::: Selected text :::

We were there to learn how to live our reality. Every penny spent was an investment in us, it was an investment for our surviving son who lost his only brother, so that maybe he wouldn’t completely lose his parents as well. It was an investment in thirty three years of marriage that it would not buckle under the stress of loss. We were there so that for three days we could let that crust disintegrate and let that lava of grief flow out and away. And we were there for him, for Justin, to remember that because he lived, we got to love, and because we love, we grieve.
We thought that we would skip next year’s conference, we had tentative plans for another journey, my heart pulled a little, but I knew we could not do both ventures. Now another opportunity has presented itself that changes the landscape for next summer even more so and will perhaps bring us to revising our plans for pilgrimage until 2016. I have a sense of peace knowing that we could attend next summer’s national conference, I feel in my heart I need that yearly gathering of the tribe, to hear that challenge to live that can only be spoken by seasoned grievers. I see the small fruit growing from intentionally reinvesting in our new life, from intentionally taking that time to be affirmed in our journey. I am afraid that if I miss the clan gathering, I will ask myself “Why wasn’t I there?”
Maybe I will get to see Texas after all.
I am so glad you and Doug were there. I am so glad that you are taking care of yourselves for all the right reasons. Thank you for sharing.

:::

Stated goal A ->
According to the grief reflection, how many years of marriage did the writer hope would not buckle under the stress of loss?

::: Data for this exercise :::

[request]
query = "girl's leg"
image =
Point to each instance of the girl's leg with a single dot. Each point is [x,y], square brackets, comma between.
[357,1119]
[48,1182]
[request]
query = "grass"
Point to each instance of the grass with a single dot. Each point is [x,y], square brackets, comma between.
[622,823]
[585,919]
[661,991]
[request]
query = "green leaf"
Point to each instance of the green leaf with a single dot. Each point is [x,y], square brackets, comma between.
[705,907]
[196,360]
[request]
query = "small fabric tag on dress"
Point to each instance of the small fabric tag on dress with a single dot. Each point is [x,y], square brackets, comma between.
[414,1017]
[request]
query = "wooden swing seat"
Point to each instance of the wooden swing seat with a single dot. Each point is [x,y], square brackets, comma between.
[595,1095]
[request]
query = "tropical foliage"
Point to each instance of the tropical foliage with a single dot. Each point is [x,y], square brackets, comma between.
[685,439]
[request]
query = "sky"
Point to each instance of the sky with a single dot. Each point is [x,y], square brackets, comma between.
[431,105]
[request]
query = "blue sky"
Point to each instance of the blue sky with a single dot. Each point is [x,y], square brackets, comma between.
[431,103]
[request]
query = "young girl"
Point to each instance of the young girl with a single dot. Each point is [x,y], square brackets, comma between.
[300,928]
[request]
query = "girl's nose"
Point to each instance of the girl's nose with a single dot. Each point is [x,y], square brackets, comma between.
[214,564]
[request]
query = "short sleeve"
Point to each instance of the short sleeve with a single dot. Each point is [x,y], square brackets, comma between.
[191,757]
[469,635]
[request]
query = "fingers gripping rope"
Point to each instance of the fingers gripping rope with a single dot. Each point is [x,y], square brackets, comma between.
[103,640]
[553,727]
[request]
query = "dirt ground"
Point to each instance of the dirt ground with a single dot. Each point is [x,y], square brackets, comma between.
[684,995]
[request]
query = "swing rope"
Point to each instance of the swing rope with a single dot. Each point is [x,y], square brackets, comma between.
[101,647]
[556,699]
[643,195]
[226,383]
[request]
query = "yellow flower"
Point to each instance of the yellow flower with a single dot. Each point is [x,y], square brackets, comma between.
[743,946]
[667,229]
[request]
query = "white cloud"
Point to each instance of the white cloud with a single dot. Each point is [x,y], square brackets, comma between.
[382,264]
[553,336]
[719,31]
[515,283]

:::

Stated goal B ->
Identify each line in the records that contains the string "ground". Case counts.

Exercise output A ->
Thirty-three years

Exercise output B ->
query = "dirt ground"
Point to each instance of the dirt ground with a single dot. Each point is [x,y], square brackets, comma between.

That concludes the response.